Os médicos do sono recomendam não levar para cama tablets e smartphones, isso você já sabe. O porquê da dica reside na luz que eles emitem, geralmente composta de um mix de azul e branco. Ela eleva o nível de cortisol, hormônio que nos mantêm alertas e mais propensos a desenvolver picos de estresse e ansiedade. Assim como televisões e lâmpadas brancas, esses aparelhos enviam um sinal à glândula pineal, responsável por regular o ciclo biológico do corpo ao longo do dia, induzindo-a
a manter o corpo funcionando, como se o sol ainda estivesse alto lá fora.

“Humanos não são máquinas da revolução digital”
Camila Jankavski, sócia da empresa Cochilo

Caso você não tenha notado, azul e branco formam a paleta de cores das redes sociais Facebook, LinkedIn e Twitter. Quem sai perdendo é a melatonina, o hormônio do sono, que tem dificuldades em ser preponderante no cérebro em meio a tantos alertas disparados. Por isso é fácil passar meia hora rolando a timeline, mesmo exausto após um longo dia de trabalho.

Tarefa proposta 1>
Responda com base no texto sobre o sono e as telas:
(a) Que hormônio a luz dos aparelhos faz subir?
(b) Qual glândula regula o ciclo biológico do corpo ao longo do dia?
(c) Quais redes sociais têm azul e branco como paleta de cores?
Tarefa proposta 2> Liste todos os aparelhos e fontes de luz que, segundo o texto sobre o sono e as telas, enviam um sinal à glândula pineal.
Tarefa proposta 3> Prolongue o texto sobre o sono e as telas a partir do ponto em que ele termina.

Trechos dos dados>

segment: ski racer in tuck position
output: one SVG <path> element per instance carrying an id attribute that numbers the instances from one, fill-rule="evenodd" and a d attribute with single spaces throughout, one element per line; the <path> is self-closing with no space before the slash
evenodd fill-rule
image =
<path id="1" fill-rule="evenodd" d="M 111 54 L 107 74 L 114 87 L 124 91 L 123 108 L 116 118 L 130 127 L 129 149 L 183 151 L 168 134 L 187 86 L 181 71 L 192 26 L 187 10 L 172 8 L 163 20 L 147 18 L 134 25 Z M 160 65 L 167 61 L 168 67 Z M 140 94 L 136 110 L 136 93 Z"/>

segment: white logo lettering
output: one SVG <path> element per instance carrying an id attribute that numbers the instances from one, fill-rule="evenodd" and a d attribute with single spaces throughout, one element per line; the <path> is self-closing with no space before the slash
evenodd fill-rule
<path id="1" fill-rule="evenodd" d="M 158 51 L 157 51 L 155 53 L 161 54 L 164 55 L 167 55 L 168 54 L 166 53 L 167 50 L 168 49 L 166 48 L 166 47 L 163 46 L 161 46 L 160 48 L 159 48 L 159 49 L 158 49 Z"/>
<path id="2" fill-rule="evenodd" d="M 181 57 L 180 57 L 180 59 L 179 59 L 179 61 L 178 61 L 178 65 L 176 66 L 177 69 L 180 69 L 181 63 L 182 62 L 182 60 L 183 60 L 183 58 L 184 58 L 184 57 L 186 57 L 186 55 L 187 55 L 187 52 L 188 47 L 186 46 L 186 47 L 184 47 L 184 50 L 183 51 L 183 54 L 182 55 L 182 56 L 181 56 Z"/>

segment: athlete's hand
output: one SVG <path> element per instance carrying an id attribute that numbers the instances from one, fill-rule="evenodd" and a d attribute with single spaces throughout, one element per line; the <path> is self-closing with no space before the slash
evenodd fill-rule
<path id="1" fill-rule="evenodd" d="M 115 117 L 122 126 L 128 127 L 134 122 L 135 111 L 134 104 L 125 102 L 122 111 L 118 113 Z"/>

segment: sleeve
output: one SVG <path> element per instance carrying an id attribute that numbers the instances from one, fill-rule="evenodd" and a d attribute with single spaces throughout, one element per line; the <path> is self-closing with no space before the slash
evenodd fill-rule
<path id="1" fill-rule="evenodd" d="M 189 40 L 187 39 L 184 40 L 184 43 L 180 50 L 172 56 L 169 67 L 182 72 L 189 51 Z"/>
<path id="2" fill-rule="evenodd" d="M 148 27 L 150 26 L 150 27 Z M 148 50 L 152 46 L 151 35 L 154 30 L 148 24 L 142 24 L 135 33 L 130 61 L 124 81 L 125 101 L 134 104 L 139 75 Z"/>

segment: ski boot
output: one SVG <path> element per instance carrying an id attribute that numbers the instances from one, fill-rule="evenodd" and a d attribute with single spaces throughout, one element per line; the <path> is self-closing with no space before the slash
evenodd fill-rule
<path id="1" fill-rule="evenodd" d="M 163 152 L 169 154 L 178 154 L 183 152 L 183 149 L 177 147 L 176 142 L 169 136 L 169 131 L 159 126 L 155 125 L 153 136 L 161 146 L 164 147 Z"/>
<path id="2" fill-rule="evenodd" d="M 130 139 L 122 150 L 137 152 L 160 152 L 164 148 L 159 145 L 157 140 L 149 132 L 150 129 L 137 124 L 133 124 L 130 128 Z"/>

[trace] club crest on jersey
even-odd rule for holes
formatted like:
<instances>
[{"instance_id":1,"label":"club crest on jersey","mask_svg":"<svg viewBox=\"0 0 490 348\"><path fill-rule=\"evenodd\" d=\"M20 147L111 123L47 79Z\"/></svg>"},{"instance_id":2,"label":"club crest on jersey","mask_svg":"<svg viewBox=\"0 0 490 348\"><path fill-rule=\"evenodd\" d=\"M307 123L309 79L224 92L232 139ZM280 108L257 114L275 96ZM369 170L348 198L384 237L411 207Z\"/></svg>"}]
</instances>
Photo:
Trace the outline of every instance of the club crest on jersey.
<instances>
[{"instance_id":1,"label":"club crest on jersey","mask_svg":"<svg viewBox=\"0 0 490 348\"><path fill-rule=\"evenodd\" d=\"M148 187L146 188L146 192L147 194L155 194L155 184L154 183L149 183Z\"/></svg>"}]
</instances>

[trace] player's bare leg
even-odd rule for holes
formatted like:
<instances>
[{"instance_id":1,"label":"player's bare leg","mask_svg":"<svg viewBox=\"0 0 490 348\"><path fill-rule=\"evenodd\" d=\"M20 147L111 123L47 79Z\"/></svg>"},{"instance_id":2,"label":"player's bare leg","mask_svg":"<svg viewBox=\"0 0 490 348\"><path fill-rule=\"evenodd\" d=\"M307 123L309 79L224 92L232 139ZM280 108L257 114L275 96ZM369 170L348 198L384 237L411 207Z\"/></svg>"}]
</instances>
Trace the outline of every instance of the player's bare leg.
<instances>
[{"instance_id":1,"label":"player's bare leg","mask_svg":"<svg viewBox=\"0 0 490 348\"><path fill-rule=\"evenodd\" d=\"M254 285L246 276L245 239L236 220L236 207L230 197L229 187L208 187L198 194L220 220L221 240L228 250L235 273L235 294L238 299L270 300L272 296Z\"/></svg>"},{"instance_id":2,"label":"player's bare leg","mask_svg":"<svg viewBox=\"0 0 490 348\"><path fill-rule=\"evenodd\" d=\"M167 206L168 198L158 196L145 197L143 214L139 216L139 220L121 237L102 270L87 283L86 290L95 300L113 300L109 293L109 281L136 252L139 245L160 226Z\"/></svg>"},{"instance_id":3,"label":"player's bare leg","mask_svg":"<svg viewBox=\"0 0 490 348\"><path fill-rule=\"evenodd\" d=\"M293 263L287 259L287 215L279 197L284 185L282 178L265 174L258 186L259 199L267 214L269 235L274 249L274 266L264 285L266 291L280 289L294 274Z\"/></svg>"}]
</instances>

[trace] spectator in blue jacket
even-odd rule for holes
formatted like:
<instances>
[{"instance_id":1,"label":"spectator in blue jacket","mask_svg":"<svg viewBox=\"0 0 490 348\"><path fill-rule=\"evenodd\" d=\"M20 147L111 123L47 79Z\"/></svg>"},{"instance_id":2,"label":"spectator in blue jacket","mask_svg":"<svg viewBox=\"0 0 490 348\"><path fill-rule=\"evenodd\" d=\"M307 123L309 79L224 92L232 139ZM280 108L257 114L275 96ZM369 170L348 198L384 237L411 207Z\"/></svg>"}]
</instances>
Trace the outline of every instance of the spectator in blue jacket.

Campo de resposta 1>
(a) O cortisol.
(b) A glândula pineal.
(c) Facebook, LinkedIn e Twitter.

Campo de resposta 2> Tablets, smartphones, televisões e lâmpadas brancas.

Campo de resposta 3>
A insônia, analisam os estudiosos, é como uma febre: deve ser entendida como sintoma, e não como doença em si. Rolar de um lado para o outro serve como alerta de que algo além da cama é que perturba o sono, analisa Bittencourt. "No passado, em quase todos os casos de insônia, receitava-se remédio. Hoje, isso começa a ser visto como tapar o sol com a peneira. É preciso repensar a qualidade do sono a partir de novos métodos de relaxamento, uma vez que vencer todas as ansiedades e interferências sobre o sono é complicado", afirma. "Dormir bem, em 2017, é um privilégio."

Pensando nisso, nos próximos meses, a empresária Camila pretende formalizar um programa de levantamento de dados de usuários que, posteriormente, serão enviados ao setor de recursos humanos das empresas em que os clientes trabalham. "Mesmo as companhias que estimulam exercícios físicos e hábitos saudáveis de seus funcionários ainda estão começando a entender a importância do sono para melhorar a produtividade dos negócios", argumenta. "Humanos não são máquinas da revolução digital."